### [WHAT YOU WILL DO]
An exact copy of the listing is required.

### [THE RECORDS]
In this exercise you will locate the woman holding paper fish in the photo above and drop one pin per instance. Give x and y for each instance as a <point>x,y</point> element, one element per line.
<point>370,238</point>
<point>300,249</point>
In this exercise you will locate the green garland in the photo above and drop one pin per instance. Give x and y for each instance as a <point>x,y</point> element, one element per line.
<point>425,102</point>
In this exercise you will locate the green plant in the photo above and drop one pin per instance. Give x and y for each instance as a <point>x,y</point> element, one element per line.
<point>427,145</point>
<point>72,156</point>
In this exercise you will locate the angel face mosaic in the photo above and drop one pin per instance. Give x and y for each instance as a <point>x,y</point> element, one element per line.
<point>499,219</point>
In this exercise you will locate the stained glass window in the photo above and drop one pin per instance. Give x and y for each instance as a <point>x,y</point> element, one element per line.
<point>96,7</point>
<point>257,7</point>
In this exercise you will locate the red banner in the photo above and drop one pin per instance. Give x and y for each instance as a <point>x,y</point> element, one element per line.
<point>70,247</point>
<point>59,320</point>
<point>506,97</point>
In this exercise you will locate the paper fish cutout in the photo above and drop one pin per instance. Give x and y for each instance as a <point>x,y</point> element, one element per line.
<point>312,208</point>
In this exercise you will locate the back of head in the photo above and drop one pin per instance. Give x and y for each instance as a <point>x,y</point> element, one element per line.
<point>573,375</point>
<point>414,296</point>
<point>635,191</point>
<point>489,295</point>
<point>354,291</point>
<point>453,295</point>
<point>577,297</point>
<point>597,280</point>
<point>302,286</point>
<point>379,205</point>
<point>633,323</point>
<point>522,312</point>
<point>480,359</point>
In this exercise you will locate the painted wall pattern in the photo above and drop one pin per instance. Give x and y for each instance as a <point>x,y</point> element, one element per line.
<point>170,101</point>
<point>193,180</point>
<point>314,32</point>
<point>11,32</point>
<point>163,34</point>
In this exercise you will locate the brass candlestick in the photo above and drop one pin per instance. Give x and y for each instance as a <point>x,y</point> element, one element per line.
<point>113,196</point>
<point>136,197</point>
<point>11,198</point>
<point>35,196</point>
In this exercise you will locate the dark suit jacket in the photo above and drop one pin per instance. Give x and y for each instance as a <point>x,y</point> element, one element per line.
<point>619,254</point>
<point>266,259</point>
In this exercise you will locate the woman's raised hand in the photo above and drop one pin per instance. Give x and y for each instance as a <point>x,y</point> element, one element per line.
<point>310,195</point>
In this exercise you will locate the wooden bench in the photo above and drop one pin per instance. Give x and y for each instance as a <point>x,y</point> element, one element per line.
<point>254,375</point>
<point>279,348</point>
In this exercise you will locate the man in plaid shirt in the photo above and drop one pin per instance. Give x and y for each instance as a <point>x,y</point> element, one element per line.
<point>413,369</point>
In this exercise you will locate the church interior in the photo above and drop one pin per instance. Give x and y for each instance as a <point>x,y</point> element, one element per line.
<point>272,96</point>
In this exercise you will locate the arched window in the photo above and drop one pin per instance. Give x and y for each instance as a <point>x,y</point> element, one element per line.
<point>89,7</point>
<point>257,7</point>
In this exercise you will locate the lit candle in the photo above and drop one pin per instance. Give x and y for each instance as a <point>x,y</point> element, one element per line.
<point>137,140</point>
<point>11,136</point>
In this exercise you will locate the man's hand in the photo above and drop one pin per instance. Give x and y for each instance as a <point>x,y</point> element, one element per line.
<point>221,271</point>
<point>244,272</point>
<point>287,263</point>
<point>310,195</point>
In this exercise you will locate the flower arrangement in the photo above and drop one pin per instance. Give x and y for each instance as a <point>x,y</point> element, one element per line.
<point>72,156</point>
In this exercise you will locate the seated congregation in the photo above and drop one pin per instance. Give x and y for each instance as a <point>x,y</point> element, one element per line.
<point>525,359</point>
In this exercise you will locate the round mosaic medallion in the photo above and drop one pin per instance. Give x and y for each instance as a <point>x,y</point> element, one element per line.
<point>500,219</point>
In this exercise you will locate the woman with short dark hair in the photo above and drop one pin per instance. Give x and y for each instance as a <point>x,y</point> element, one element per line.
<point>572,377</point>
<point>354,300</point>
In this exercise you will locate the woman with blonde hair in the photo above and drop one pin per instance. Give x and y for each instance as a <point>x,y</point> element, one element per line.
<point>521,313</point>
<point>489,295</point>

### [RESULT OF THIS EXERCISE]
In this exercise you will locate the woman holding paper fish in the photo above and drop one pin per instance. Give x and y for each instance as a <point>x,y</point> element, one element per line.
<point>370,238</point>
<point>300,249</point>
In this exercise you will locate the green garland in the photo above and drop one pin per instance. Give x and y for each instance as a <point>x,y</point> element, one element per line.
<point>425,102</point>
In this exercise you will locate the green plant in the photo above and drop one pin per instance. Give x and y for each instance as a <point>x,y</point> element, one element per line.
<point>427,145</point>
<point>72,156</point>
In this exercise you will locate the angel face mosaic in the photo above and drop one pin per instance. Give x and y for each instance as a <point>x,y</point> element, one element per line.
<point>499,219</point>
In this exercise you will locate the stained glass window in the photo above and drop one pin per instance. Give x and y for each instance as a <point>x,y</point> element, one element per line.
<point>96,7</point>
<point>257,7</point>
In this exercise you will locate the red banner in the photo above and drop one pin per instance. Give x and y for each instance as a <point>x,y</point> element, one element per line.
<point>70,247</point>
<point>59,320</point>
<point>506,97</point>
In this exercise you will locate the paper fish cutout in the photo above and drop one pin per instance. Give x and y for each instance as a <point>x,y</point> element, one element per line.
<point>312,208</point>
In this exercise you will locate the back of head in the photo above and drop one pin per instance. Give x and y for each instance as a <point>x,y</point> element, one element per line.
<point>573,375</point>
<point>414,296</point>
<point>635,191</point>
<point>489,295</point>
<point>354,291</point>
<point>453,295</point>
<point>577,297</point>
<point>597,280</point>
<point>302,286</point>
<point>379,205</point>
<point>633,323</point>
<point>522,312</point>
<point>480,359</point>
In this exercise you will locate the painted wall pattern in the photo above and drop one pin per instance. Give x and y for each instance as a <point>x,y</point> element, one element per line.
<point>170,101</point>
<point>193,180</point>
<point>314,32</point>
<point>11,32</point>
<point>163,34</point>
In this exercise you will locate the brass candlestick in the photo above and drop one pin per instance. Give x and y for each instance as a <point>x,y</point> element, one element per line.
<point>113,196</point>
<point>136,197</point>
<point>11,198</point>
<point>35,196</point>
In this exercise you will locate the dark suit jacket in the photo above and drop one pin per instance. Give x and y for each instance as a <point>x,y</point> element, one element per line.
<point>619,254</point>
<point>266,259</point>
In this exercise you will locate the woman's raised hand in the photo above and drop one pin per instance. Give x and y for each instance as a <point>x,y</point> element, one element per line.
<point>310,195</point>
In this exercise you will locate the wooden bench in the photo above and drop one pin per instance. Give x and y for each instance as a <point>x,y</point> element, one element per line.
<point>254,375</point>
<point>279,348</point>
In this exercise you will locate the man in plaid shirt in the photo above and drop one pin per instance. Give x and y for each instance as a <point>x,y</point> element, one element per line.
<point>413,369</point>
In this exercise you will locate the church interior in the photo above and drop one pin per instance. Give x and y for each instance as a <point>x,y</point> element, one element per line.
<point>272,96</point>
In this exercise you will locate the arched window in the photo above and drop one pin per instance. Give x and y for each instance as a <point>x,y</point> element, one element per line.
<point>89,7</point>
<point>257,7</point>
In this exercise you will locate the lit candle in the photo above and drop one pin per instance. Give x and y for each instance as a <point>x,y</point> element, one element per line.
<point>137,140</point>
<point>11,136</point>
In this exercise you will locate the man's hand in the photo above and drop one pin per instance. Give x and y for each instance as a <point>x,y</point> element, one element per line.
<point>221,271</point>
<point>244,272</point>
<point>287,263</point>
<point>310,195</point>
In this exercise you will locate the flower arrangement in the photo above and drop one pin per instance. Give x and y for each instance as a <point>x,y</point> element, one element per line.
<point>72,156</point>
In this exercise you will locate the seated congregation in the photo above and drop one pin per instance. Give x and y for each instance as a <point>x,y</point> element, one element per line.
<point>525,359</point>
In this exercise you will locate the round mosaic medallion in the photo above and drop one pin per instance. Give x and y for each instance as a <point>x,y</point> element, one element per line.
<point>500,219</point>
In this exercise you will locate the woman with short dark hair in the photo above and drop one pin per instance. Give x and y for each instance as a <point>x,y</point> element, one element per line.
<point>572,377</point>
<point>354,300</point>
In this exercise you will locate the woman with blonde hair in the photo above and drop one pin per instance. Give x and y for each instance as a <point>x,y</point> element, one element per line.
<point>521,313</point>
<point>489,295</point>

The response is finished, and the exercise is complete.